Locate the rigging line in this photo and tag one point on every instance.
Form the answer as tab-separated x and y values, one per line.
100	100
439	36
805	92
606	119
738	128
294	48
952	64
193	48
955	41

###

[What to produce] Reproduce each of the records above verbatim, line for line.

[Response]
Locate the rigging line in this photo and tag one point on every instance.
Form the answer as tab-separated x and y values, one per line.
100	100
439	36
805	92
606	119
738	128
294	48
952	64
193	48
955	41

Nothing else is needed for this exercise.